··· SOURCE EXTRACT
The class itself is unusual, an in-house course on engineering ethics.  The Accreditation Board for Engineering Technology requires all engineering undergrads to get some exposure to ethics, and my department decided that this would best be done via establishing its own in-house course.  This is the first time I’ve taught the course, and have taken the theme that we cover issues facing the students as future engineers, engineering managers and so on.

Michael generously agreed to lead a discussion in my course yesterday, and it led to a lively student discussion on his hypothetical case involving a CEO or manager being pressured to hire H-1Bs when he knows that qualified Americans are available for the given job openings.  A number of students had comments and questions. One student strongly believed that his duty to the firm would be to ignore the Americans and hire the cheaper H-1Bs instead (though the other half of Michael’s question — should someone in that position tell Congress that the firm can’t find qualified Americans for its jobs? — apparently got lost in the shuffle).

But to me the highlight of the class came when my UCD faculty colleague Phil Martin, a prominent researcher on immigration issues, showed the infamous Cohen and Grigsby video, in which a major Pittsburgh law firm showed clients how to avoid the requirement to first seek qualified Americans to fill a position before sponsoring a foreign worker for a green card.

In the video, which the firm put on the Web for marketing purposes, unaware that it would be noticed and start a controversy, one of the partners in the firm says,

And our goal is clearly, not to find a qualified and interested U.S. worker. And you know in a sense that sounds funny, but it’s what we’re trying to do here. We are complying with the law fully, but ah, our objective is to get this person a green card, and get through the labor certification process. So certainly we are not going to try to find a place [at which to advertise the job] where the applicants are the most numerous. We’re going to try to find a place where we can comply with the law, and hoping, and likely, not to find qualified and interested worker applicants.
······
··· DATASET
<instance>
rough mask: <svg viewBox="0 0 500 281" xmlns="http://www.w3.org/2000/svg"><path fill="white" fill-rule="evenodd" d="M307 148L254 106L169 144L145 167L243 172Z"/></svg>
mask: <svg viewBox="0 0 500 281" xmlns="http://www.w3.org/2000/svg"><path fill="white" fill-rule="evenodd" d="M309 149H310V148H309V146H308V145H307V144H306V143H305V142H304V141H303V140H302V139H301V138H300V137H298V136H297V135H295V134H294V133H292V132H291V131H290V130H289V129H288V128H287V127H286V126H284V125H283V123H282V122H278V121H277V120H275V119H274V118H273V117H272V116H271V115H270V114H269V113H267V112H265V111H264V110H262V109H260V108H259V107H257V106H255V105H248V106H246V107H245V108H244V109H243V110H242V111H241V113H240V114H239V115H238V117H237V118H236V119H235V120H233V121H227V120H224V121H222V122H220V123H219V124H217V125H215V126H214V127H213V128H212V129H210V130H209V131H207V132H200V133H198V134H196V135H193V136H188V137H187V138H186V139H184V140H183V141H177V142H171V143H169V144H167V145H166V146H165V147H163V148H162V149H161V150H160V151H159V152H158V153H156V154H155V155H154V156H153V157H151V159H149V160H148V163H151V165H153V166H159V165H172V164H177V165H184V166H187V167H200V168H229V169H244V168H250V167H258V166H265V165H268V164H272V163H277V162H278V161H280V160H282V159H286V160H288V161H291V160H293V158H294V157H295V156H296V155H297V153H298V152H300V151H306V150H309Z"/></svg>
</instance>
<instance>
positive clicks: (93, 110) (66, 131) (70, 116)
······
* TASK SET *
**1.** Which organizations does the passage about the engineering ethics course name? List each one.
**2.** According to the passage about the engineering ethics course, why did the law firm put its video on the Web?

* TASK-BY-TASK SOLUTIONS *
**1.**
- Accreditation Board for Engineering Technology
- Congress
- UCD
- Cohen and Grigsby

**2.** It put the video on the Web for marketing purposes.